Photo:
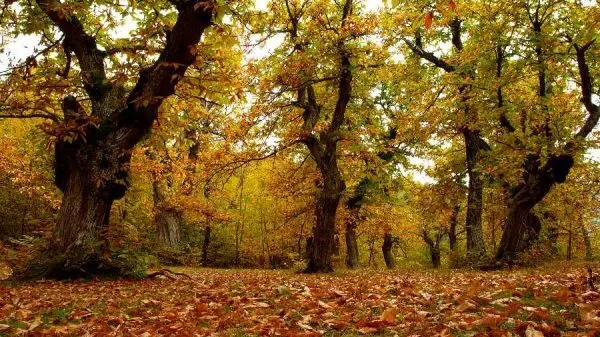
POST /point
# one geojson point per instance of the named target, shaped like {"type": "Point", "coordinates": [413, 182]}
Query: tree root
{"type": "Point", "coordinates": [168, 274]}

* _AIM OF THE TASK_: Restate the material word for word, minus pictures.

* _RESPONSE FOR THIS EXERCISE_:
Photo:
POST /point
# one geojson point per instance of the named target, shaped like {"type": "Point", "coordinates": [413, 182]}
Query: tree root
{"type": "Point", "coordinates": [168, 274]}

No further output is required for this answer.